▶ _Goal_:
Set down exactly the lines from the one containing "Where can the thin" through the end of the records below, both included, and nothing else.

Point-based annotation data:

▬▬▬▬▬▬

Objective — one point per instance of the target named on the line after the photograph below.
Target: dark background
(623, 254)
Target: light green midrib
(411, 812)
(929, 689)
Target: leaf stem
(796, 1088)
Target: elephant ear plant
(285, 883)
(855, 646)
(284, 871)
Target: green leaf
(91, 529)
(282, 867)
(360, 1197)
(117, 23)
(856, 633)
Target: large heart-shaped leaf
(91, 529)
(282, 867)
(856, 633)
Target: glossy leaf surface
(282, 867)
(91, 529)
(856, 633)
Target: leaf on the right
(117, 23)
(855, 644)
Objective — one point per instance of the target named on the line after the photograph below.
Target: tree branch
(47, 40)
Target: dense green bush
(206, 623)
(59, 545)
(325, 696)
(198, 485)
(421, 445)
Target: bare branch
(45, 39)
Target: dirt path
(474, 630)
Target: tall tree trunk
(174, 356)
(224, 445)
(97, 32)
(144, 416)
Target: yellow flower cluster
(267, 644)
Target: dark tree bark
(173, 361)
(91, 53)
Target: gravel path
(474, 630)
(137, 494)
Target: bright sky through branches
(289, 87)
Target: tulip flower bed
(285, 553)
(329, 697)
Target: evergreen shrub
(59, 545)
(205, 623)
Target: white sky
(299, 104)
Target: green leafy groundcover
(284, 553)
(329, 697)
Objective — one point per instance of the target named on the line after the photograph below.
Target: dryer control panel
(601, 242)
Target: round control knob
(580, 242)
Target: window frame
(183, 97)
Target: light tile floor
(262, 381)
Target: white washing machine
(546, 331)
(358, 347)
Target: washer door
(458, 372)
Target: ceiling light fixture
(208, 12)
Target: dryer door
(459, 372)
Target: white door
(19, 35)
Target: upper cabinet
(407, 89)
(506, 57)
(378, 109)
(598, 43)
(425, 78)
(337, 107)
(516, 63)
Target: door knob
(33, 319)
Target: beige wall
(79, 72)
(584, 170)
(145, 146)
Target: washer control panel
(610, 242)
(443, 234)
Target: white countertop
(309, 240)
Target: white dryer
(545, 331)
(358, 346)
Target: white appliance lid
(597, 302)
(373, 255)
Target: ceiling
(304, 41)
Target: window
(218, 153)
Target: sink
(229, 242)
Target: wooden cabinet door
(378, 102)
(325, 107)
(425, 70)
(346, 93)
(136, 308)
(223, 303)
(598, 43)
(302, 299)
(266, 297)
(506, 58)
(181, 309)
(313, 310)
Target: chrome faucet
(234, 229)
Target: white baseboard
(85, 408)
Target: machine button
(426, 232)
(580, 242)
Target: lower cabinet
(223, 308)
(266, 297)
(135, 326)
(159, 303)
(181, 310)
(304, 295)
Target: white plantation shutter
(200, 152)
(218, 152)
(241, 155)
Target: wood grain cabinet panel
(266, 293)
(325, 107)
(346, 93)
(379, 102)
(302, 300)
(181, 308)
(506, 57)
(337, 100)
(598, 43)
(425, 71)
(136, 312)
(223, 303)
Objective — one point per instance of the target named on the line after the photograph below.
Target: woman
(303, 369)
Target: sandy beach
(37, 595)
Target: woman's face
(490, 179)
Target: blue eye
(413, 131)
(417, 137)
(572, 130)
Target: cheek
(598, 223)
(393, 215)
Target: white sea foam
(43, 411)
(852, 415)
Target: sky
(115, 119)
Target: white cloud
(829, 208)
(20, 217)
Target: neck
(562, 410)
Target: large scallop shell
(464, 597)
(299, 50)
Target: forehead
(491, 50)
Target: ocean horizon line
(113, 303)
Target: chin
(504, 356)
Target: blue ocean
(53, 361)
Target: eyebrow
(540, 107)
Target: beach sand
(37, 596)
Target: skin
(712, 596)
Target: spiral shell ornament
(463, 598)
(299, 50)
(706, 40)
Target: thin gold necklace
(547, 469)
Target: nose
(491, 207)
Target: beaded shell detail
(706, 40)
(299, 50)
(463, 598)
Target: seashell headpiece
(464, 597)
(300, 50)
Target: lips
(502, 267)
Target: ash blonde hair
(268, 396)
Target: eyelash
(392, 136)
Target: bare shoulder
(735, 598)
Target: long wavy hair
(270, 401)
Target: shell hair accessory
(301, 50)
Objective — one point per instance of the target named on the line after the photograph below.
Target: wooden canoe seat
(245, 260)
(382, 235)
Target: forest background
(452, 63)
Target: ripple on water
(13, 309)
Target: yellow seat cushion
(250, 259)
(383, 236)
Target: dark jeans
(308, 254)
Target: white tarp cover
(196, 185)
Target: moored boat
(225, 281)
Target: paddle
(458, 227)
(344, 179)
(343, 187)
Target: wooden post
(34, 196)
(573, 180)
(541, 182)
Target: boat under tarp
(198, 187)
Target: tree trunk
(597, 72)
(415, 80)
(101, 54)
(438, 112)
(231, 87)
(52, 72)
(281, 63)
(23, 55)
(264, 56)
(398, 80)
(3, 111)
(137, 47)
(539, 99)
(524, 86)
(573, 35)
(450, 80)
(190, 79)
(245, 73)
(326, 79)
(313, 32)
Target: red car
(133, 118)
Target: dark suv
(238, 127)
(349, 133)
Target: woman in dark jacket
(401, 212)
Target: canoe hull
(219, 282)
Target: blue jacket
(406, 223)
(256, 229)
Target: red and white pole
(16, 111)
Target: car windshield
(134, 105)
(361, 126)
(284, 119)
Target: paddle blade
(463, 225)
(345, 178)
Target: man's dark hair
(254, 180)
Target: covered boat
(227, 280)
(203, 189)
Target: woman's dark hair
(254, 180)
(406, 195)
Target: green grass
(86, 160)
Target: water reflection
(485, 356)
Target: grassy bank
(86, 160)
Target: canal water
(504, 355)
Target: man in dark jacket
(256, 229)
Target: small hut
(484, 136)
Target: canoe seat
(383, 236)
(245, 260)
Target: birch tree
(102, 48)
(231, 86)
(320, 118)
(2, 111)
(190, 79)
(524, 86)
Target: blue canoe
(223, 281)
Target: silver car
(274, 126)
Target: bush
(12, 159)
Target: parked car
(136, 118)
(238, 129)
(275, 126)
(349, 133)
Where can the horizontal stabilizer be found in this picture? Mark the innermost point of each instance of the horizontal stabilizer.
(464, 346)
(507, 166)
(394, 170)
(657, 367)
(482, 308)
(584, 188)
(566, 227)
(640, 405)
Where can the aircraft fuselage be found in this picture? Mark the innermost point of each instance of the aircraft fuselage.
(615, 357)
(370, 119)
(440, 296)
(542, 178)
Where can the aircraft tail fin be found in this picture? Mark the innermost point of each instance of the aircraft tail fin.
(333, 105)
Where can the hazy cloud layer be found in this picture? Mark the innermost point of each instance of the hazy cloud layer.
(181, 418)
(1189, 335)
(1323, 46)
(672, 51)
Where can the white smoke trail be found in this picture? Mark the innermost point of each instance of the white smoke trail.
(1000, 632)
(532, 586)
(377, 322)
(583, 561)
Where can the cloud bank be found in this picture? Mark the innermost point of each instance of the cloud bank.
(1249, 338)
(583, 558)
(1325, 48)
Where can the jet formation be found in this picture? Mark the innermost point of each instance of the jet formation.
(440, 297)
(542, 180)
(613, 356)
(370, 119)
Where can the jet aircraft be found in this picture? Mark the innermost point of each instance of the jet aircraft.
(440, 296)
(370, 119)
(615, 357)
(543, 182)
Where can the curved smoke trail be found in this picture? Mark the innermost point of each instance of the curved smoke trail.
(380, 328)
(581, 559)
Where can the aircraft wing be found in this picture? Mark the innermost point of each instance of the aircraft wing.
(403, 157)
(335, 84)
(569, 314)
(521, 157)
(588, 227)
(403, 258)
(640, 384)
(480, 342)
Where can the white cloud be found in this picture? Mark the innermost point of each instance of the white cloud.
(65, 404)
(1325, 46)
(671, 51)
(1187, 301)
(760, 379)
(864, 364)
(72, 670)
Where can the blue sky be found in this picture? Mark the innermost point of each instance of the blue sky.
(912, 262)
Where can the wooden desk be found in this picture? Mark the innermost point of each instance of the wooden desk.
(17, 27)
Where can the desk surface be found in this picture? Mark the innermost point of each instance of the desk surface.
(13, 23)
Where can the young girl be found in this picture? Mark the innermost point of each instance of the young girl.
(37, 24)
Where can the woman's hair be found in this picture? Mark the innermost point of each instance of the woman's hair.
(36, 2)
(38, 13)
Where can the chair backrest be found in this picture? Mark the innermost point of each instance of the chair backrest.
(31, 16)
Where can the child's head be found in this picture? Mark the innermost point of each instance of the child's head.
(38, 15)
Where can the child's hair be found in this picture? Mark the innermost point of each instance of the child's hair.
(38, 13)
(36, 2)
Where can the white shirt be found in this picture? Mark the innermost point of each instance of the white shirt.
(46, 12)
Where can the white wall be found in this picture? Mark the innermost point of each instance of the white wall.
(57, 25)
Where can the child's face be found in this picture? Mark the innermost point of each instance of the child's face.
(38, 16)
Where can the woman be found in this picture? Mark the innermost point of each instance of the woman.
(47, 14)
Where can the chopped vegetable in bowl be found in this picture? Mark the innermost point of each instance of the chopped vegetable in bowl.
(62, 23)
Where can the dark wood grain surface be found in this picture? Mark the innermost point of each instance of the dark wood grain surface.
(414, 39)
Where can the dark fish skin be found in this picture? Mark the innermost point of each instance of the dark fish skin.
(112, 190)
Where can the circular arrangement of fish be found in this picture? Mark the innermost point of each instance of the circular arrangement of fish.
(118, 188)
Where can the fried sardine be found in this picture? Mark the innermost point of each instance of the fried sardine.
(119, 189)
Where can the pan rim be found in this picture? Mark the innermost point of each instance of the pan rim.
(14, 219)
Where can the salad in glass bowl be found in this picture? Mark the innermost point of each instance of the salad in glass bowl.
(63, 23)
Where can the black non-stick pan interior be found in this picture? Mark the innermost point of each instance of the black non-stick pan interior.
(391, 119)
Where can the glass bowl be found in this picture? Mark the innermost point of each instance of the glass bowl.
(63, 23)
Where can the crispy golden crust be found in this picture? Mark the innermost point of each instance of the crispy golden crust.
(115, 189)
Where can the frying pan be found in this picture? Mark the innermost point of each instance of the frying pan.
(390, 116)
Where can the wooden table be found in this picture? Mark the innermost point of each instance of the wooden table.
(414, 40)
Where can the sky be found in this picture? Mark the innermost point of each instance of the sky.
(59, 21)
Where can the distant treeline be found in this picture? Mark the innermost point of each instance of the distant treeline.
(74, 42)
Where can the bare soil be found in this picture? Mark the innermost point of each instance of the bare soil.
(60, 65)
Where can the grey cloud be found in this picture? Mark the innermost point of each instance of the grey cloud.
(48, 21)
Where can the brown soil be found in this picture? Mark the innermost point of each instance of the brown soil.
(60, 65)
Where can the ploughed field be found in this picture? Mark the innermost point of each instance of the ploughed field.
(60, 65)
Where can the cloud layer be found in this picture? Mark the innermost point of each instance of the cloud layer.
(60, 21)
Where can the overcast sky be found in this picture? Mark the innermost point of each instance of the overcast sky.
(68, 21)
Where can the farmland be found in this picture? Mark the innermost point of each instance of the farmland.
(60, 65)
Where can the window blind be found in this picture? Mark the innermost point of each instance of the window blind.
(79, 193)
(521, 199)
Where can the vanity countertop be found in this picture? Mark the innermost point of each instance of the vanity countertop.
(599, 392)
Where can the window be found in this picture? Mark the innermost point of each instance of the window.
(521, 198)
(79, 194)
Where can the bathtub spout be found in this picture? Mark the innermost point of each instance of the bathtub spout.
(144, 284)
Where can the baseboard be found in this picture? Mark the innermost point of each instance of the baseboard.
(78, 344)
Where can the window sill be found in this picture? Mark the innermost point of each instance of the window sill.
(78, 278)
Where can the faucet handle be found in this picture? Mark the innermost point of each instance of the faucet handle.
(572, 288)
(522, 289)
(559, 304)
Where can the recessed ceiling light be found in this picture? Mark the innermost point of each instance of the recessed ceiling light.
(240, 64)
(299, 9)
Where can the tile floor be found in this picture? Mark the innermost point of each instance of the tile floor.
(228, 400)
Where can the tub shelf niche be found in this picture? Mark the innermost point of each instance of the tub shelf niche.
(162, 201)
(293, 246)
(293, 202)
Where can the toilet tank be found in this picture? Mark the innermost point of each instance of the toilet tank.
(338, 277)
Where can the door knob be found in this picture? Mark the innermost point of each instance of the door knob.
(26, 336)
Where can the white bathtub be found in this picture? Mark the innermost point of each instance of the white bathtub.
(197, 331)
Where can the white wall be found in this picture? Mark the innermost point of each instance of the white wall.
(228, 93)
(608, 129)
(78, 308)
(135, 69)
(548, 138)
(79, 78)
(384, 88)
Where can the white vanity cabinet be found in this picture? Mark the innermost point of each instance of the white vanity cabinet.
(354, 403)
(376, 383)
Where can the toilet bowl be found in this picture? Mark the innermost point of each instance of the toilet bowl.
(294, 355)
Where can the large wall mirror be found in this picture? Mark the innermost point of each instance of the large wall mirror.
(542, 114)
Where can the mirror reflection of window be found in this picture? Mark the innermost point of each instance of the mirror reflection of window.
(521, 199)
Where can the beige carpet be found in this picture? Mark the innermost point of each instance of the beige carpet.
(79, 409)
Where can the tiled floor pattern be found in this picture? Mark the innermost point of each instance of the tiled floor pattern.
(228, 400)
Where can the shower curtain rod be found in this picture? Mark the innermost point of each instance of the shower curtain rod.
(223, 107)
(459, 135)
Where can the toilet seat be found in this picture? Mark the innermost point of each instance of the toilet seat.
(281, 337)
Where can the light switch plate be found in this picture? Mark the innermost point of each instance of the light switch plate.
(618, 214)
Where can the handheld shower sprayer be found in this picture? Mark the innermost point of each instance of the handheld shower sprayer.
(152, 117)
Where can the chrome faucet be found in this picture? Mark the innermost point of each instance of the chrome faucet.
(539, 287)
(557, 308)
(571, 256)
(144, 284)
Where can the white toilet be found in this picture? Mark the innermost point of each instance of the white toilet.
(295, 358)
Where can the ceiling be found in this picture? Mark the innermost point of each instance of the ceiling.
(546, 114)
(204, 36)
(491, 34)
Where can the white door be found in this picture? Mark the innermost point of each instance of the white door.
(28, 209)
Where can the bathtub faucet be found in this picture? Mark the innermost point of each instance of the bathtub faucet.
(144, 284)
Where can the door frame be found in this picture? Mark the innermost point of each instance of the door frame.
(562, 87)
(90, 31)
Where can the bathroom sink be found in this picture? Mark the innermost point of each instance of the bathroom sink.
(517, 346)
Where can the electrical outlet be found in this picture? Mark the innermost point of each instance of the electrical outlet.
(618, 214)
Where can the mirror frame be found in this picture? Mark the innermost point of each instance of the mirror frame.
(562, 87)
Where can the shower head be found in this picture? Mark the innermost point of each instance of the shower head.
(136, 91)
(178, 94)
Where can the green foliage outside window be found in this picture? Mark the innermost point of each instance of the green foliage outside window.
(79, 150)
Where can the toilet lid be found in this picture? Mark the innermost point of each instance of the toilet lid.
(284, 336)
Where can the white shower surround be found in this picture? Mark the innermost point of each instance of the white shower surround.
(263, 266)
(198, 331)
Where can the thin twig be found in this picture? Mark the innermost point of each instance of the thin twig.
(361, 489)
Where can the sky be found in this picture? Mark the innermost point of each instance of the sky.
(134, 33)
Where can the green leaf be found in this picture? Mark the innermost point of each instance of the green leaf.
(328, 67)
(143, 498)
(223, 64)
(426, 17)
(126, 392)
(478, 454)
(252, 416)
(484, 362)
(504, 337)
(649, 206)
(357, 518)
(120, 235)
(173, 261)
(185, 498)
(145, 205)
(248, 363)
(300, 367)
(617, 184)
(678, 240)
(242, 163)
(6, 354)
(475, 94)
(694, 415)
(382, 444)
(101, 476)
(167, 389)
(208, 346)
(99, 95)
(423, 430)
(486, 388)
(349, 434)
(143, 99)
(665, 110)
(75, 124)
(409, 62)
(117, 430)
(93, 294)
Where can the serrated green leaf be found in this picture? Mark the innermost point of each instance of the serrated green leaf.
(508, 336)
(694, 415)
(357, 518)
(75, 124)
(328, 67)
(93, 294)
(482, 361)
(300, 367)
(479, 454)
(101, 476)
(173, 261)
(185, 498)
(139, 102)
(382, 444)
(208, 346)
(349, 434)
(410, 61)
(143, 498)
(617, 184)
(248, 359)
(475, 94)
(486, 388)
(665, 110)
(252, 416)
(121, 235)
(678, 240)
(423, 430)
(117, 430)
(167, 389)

▬▬▬▬▬▬

▶ _Problem solution_:
Where can the thin twig be found in this picture? Mark the innermost point of each instance of the thin twig.
(361, 489)
Where can the sky be found in this picture? Mark the innermost point of each instance of the sky.
(134, 33)
Where can the green leaf be found in this picture? Mark the innermost point of each instance of the green leaf.
(328, 67)
(143, 498)
(223, 64)
(426, 17)
(126, 392)
(478, 454)
(252, 416)
(484, 362)
(504, 337)
(649, 206)
(357, 518)
(120, 235)
(173, 261)
(185, 498)
(145, 205)
(248, 363)
(300, 367)
(617, 184)
(678, 240)
(242, 163)
(6, 354)
(475, 94)
(694, 415)
(382, 444)
(101, 476)
(167, 389)
(208, 346)
(99, 95)
(423, 430)
(486, 388)
(349, 434)
(143, 99)
(665, 110)
(75, 124)
(409, 62)
(117, 430)
(93, 294)
Where can the serrated green leaf be found in this picture? Mark the innermost point of each instance of the serrated green leaf.
(508, 336)
(694, 415)
(357, 518)
(75, 124)
(328, 67)
(93, 294)
(482, 361)
(300, 367)
(479, 454)
(101, 476)
(173, 261)
(185, 498)
(139, 102)
(382, 444)
(208, 346)
(349, 434)
(410, 61)
(143, 498)
(617, 184)
(248, 359)
(475, 94)
(486, 388)
(665, 110)
(252, 416)
(121, 235)
(678, 240)
(423, 430)
(117, 430)
(167, 389)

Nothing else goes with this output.